Our research uses computational and machine learning techniques to study cognition, in particular in cases where conscious access to the environment is lost, such as during sleep.
To study how we learn from reoccuring environmental events, we use electrophysiological recordings (scalp, intracranial EEG and human single unit activity) in combination with computational modeling (multivariate decoding, learning models).
- Neural processing in the absence of consciousness
- Learning and predictions
- Machine learning for analysing physiological data
Neural processing in the absence of consciousness
The brain operates as a predictive machine, constantly detecting patterns in the environment and generating predictions about future events before these occur. Neural predictions are implemented not only in active conditions, i.e. when they are relevant to our actions, but also when conscious access to incoming sensory stimuli can be excluded, i.e. during sleep or coma.
Here, we are studying the neural mechanisms underlying learning of environmental regularities as a function of consciousness, using scalp and intracranial electroencephalography (EEG).
Adapted from: Tzovara et al., 2016, Annals of Neurology, doi: 10.1002/ana.24622
Learning and predictions
The world around us is full of rich sensory experiences, which often follow repetitive rules. For example, temporal regularities, like the time of the day, might allow us to foresee and avoid subsequent traffic jams, or auditory events, like the sound of a siren, could help us predict the arrival of an ambulance, or a fire truck. Through exposure to reoccurring events we are able to learn patterns and eventually form predictions about future events before these occur.

## ASSIGNED TASK
Summarize the research overview in two sentences.

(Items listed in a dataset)
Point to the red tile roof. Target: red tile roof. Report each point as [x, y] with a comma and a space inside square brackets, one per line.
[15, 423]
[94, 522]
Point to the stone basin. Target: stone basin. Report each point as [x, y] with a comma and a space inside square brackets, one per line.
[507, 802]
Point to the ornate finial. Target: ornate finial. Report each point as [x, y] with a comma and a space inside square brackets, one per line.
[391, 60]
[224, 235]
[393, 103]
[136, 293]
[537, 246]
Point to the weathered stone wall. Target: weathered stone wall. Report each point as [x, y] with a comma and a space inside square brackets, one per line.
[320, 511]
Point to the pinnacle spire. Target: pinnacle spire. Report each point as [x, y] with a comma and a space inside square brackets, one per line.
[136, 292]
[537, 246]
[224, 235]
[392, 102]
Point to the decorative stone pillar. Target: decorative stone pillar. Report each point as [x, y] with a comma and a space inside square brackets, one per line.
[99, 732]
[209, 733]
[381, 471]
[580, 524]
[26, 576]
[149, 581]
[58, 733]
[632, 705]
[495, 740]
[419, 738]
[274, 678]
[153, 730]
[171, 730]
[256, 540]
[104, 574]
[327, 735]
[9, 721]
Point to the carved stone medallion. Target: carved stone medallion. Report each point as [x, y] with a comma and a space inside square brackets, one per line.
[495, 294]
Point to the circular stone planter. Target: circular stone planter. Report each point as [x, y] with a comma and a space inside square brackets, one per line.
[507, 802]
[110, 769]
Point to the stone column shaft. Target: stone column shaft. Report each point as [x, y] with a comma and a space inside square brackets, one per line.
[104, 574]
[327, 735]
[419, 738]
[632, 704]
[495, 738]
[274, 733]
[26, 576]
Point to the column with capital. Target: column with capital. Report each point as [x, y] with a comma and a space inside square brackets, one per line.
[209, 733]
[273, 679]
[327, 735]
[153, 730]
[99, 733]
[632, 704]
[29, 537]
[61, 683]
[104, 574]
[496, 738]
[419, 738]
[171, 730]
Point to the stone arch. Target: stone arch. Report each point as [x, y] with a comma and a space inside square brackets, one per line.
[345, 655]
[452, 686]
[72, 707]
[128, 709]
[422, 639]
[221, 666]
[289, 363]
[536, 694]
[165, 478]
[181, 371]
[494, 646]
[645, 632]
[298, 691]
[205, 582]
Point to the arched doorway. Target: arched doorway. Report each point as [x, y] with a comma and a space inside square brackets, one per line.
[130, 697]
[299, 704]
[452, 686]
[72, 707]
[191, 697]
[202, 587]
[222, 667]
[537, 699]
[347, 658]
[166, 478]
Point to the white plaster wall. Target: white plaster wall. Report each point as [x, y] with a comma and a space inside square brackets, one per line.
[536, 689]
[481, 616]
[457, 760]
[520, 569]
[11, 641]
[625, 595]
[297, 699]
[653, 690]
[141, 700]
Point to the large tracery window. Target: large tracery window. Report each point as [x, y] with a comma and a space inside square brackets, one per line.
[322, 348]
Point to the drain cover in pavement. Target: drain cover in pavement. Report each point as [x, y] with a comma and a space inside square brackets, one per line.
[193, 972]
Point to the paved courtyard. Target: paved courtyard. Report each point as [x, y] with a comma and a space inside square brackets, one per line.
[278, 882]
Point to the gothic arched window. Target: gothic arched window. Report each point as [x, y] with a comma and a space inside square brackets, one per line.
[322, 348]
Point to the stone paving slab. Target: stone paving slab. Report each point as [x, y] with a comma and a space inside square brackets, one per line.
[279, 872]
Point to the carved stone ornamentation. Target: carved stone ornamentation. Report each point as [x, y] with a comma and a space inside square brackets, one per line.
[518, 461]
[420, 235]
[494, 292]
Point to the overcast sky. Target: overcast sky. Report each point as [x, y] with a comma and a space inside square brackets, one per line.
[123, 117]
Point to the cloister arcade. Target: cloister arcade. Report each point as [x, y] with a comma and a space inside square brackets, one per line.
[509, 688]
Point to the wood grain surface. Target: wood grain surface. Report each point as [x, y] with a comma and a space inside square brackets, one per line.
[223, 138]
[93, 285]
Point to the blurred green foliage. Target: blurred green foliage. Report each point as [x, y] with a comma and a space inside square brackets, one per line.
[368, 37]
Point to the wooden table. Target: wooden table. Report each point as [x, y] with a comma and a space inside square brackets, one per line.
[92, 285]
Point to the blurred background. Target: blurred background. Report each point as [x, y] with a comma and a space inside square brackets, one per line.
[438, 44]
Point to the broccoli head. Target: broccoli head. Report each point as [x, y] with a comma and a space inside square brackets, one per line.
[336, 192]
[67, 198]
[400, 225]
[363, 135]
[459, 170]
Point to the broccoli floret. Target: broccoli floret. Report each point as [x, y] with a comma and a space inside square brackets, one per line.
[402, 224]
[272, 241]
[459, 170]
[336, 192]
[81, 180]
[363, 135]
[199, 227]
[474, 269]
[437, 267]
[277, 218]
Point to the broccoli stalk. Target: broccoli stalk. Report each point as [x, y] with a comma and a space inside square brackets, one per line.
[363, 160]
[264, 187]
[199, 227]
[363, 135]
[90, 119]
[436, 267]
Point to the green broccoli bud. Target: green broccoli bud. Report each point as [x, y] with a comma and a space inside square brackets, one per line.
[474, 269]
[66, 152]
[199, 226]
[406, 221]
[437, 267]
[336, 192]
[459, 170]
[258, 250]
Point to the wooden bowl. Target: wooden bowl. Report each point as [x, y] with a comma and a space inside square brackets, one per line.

## RESULT OF THE TASK
The research uses computational and machine learning techniques to study cognition, especially when conscious access to the environment is lost, such as during sleep. It combines scalp EEG, intracranial EEG and human single unit recordings with computational modeling to study how we learn from reoccurring environmental events, including the neural predictions the brain makes during sleep or coma.